--- Task prompt ---
Lay out everything from the start of the material down to the line containing "106], [144, 111]]" as a Markdown table with the columns Row and Line, numbering each line and dropping blank ones.

------------------------------------------------------------

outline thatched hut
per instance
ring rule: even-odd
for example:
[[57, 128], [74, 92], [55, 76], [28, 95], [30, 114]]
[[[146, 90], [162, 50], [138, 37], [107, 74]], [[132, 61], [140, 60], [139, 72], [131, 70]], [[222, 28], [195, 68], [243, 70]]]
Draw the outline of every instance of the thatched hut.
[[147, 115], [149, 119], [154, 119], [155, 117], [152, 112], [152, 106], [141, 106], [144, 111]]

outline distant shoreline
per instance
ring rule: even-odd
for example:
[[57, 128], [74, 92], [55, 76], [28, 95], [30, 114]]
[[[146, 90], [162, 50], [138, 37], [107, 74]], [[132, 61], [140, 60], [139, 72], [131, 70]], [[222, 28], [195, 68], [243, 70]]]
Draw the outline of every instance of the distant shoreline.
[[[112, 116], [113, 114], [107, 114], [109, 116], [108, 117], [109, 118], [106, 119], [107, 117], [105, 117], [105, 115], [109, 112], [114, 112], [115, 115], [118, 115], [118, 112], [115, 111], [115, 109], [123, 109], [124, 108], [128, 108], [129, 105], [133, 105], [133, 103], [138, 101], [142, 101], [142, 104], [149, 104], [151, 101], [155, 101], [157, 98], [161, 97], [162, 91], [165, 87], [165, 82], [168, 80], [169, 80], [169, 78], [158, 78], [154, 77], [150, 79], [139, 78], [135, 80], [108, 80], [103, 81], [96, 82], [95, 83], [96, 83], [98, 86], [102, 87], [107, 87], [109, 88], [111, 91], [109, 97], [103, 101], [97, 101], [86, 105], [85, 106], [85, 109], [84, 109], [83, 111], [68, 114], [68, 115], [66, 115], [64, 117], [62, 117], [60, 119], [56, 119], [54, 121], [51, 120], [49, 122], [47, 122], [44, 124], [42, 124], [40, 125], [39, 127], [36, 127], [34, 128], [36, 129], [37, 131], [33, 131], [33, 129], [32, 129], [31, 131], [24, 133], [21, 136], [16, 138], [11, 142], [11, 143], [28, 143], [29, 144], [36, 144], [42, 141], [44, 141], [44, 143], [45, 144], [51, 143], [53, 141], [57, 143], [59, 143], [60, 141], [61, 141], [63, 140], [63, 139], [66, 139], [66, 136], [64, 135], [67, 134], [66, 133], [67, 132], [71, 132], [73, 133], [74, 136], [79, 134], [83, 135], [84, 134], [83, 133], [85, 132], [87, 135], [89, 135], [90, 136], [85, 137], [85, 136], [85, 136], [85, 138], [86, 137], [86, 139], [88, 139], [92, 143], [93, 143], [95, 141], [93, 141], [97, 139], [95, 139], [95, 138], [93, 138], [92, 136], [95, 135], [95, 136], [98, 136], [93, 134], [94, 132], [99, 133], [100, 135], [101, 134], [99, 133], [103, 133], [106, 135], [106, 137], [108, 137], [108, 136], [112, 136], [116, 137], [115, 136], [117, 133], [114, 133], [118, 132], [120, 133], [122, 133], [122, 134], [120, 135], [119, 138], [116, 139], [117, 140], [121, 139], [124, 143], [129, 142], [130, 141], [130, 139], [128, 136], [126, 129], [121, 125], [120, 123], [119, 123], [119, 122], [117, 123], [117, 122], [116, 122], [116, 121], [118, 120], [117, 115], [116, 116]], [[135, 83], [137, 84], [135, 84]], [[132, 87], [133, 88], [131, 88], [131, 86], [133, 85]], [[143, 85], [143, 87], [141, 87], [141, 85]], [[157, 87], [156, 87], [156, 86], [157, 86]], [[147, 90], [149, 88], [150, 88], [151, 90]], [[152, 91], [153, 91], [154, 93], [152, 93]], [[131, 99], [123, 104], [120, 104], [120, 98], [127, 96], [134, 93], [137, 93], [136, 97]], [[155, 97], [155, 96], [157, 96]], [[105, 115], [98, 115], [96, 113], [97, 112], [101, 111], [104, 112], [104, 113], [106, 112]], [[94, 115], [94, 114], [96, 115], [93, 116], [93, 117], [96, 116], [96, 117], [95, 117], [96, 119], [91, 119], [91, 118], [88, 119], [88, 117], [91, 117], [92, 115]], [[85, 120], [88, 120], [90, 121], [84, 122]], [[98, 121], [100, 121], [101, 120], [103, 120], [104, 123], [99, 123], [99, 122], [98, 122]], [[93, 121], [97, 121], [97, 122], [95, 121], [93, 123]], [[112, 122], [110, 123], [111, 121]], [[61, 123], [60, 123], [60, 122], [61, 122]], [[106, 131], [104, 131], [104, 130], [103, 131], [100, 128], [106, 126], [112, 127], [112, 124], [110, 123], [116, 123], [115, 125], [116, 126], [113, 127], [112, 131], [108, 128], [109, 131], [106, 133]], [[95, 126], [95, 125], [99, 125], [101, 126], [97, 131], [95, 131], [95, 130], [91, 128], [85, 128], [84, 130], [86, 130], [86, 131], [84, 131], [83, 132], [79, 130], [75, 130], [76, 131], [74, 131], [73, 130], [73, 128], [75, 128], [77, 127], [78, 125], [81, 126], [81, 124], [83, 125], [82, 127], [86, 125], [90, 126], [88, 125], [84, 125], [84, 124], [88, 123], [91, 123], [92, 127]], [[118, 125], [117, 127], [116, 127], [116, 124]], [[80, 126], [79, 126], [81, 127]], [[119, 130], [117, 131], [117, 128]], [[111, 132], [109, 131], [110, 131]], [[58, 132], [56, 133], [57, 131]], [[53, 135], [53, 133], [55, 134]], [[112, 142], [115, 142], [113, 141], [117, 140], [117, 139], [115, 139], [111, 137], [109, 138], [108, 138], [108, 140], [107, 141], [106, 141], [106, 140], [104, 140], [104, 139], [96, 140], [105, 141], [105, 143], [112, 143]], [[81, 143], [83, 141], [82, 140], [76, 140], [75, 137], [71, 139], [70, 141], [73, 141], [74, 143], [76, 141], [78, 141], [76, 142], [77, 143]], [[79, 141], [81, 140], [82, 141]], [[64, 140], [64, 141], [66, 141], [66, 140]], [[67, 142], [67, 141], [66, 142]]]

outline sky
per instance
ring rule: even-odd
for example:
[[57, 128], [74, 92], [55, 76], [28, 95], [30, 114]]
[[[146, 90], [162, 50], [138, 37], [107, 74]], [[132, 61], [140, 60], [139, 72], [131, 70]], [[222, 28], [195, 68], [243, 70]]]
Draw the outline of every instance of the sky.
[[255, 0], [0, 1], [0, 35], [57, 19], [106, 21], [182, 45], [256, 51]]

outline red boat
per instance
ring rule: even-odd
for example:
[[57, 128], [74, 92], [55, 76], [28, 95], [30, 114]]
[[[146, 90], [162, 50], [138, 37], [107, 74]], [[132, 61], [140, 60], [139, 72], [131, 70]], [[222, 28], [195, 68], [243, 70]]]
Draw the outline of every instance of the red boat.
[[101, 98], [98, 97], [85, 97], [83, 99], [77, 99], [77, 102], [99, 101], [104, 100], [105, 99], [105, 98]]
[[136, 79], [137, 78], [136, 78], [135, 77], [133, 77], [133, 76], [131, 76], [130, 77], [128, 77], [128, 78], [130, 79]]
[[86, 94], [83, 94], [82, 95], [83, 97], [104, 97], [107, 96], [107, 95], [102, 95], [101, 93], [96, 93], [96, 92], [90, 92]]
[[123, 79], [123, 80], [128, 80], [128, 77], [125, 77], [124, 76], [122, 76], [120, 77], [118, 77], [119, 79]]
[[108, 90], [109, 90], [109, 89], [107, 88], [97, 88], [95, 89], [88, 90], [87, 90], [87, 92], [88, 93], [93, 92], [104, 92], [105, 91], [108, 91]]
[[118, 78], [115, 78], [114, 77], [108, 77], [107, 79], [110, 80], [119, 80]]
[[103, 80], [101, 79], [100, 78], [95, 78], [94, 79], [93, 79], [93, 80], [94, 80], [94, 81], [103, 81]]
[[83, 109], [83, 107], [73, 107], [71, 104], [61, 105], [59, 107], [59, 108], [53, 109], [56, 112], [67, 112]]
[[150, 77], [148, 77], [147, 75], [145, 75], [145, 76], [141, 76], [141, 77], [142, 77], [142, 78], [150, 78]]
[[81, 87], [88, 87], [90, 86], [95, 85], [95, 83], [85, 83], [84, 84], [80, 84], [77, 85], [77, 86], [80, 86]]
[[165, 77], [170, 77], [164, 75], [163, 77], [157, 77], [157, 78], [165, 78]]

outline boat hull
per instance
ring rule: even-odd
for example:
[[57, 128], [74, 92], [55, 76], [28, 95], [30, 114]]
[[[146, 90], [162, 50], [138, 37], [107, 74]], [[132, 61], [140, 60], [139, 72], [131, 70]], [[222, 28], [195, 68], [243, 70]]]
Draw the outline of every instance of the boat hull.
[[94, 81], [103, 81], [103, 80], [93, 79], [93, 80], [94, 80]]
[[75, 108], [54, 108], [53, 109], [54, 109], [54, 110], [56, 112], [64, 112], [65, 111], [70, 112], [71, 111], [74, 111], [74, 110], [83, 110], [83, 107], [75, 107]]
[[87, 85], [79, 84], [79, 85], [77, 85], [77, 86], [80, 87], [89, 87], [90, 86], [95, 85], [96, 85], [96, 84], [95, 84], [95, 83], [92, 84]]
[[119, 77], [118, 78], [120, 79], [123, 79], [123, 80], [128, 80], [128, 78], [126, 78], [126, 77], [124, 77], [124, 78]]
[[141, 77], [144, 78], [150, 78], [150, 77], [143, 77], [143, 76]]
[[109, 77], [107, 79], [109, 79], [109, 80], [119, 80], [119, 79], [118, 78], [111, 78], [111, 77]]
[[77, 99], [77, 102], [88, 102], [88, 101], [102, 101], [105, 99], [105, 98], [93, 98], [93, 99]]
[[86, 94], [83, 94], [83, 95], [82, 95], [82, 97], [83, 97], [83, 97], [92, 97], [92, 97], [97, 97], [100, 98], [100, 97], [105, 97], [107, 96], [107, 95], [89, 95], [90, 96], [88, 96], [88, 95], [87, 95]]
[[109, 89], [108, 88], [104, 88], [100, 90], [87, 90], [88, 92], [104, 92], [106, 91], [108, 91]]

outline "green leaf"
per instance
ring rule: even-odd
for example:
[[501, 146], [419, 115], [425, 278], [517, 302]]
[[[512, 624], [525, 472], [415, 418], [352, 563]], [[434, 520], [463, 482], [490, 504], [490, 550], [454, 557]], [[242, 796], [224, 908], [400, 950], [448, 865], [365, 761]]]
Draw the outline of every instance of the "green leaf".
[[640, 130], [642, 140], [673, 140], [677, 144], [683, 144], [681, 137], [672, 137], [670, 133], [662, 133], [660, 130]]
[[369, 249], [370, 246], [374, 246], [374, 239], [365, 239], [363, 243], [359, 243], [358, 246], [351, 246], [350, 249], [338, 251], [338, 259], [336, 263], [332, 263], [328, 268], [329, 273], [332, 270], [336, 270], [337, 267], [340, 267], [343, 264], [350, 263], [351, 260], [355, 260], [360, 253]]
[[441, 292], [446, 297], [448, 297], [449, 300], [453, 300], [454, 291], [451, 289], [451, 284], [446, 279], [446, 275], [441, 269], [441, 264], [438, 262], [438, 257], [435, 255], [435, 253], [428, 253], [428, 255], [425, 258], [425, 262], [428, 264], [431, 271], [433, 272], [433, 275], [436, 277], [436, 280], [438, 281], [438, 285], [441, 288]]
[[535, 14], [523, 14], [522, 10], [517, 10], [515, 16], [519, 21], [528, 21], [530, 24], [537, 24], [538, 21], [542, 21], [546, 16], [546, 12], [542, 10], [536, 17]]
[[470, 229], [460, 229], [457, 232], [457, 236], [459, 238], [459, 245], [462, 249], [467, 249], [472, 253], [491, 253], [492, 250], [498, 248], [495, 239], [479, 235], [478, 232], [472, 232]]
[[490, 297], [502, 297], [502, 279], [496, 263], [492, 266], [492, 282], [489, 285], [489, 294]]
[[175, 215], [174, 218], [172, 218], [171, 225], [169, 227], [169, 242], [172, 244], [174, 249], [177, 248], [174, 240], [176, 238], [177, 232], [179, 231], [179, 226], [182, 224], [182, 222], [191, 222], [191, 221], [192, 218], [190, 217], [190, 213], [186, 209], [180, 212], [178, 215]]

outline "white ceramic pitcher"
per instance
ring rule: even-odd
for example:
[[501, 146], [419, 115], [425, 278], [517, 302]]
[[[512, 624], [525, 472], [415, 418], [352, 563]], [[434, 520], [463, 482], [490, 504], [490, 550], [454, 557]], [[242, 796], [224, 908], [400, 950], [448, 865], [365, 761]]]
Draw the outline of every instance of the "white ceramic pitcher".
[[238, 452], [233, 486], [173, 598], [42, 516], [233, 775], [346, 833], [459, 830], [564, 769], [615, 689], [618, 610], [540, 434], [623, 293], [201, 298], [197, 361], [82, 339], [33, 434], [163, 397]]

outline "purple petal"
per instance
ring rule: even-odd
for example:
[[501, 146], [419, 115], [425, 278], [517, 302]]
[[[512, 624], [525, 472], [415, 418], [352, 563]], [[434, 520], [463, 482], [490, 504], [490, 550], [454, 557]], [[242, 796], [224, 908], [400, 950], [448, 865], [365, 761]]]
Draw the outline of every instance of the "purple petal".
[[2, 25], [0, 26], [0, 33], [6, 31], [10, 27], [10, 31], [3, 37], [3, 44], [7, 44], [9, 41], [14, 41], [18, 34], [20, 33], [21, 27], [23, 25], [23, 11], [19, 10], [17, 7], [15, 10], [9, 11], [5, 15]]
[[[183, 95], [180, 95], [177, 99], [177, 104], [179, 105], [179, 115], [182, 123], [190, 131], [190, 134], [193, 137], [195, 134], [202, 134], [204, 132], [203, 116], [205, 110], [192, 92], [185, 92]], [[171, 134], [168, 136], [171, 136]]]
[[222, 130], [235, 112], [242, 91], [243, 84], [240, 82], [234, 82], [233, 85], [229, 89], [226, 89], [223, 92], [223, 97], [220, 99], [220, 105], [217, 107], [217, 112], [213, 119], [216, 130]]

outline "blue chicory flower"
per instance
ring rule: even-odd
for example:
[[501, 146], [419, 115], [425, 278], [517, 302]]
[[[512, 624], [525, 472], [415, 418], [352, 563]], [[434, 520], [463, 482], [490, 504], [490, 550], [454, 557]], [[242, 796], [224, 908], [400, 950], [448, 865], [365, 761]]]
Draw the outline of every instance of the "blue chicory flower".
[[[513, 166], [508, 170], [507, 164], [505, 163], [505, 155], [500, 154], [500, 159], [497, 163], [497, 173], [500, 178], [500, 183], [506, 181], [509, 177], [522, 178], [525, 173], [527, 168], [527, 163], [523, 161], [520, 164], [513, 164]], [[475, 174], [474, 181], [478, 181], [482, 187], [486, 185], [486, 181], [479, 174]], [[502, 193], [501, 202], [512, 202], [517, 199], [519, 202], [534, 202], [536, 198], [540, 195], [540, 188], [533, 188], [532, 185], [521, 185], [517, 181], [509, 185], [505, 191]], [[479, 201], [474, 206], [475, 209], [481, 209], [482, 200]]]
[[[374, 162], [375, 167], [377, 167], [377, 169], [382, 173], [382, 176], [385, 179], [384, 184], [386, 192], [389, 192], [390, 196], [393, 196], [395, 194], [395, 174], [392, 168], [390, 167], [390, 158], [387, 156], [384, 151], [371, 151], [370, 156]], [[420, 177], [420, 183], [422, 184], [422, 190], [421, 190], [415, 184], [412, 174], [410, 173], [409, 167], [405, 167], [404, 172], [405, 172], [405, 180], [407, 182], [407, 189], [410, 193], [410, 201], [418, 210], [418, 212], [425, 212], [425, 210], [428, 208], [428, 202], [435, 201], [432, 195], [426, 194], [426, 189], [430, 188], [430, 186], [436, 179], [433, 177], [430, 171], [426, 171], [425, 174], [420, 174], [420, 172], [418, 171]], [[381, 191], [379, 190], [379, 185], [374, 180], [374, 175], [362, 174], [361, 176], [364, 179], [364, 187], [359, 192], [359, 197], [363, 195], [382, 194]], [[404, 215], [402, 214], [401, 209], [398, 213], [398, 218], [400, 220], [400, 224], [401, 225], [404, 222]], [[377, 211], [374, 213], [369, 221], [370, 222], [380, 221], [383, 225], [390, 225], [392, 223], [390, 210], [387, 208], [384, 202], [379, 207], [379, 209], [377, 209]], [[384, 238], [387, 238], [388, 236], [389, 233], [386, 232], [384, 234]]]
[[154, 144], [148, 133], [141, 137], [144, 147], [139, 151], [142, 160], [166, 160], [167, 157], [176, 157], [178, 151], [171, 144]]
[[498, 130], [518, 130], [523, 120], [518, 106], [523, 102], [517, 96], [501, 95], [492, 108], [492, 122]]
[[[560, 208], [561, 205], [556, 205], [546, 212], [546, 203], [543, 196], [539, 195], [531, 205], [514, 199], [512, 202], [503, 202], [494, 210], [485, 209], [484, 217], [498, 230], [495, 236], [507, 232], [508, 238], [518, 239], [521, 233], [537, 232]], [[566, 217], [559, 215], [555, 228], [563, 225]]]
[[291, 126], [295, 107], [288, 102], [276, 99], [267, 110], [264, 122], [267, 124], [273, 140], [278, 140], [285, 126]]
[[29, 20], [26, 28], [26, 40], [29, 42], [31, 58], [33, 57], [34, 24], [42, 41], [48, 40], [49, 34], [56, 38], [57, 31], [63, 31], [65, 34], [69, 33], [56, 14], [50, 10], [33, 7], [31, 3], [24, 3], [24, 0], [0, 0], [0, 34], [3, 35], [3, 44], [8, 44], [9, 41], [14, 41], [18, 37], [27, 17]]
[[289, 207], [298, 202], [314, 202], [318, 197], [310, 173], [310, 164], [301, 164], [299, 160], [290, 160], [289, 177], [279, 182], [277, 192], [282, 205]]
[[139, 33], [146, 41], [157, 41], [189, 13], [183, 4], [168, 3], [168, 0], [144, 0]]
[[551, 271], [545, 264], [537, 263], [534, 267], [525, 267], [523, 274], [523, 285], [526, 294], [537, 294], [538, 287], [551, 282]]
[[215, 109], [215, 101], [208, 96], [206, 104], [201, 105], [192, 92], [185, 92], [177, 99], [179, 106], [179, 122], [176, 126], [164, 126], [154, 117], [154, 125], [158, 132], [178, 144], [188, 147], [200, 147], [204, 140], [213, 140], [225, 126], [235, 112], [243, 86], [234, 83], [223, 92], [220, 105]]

------------------------------------------------------------

--- Task solution ---
| Row | Line |
|---|---|
| 1 | outline thatched hut |
| 2 | per instance |
| 3 | ring rule: even-odd |
| 4 | for example: |
| 5 | [[57, 128], [74, 92], [55, 76], [28, 95], [30, 114]] |
| 6 | [[[146, 90], [162, 50], [138, 37], [107, 74]], [[132, 61], [140, 60], [139, 72], [131, 70]], [[222, 28], [195, 68], [243, 70]]] |
| 7 | Draw the outline of every instance of the thatched hut. |
| 8 | [[147, 115], [149, 119], [154, 119], [155, 117], [152, 112], [152, 106], [141, 106], [144, 111]] |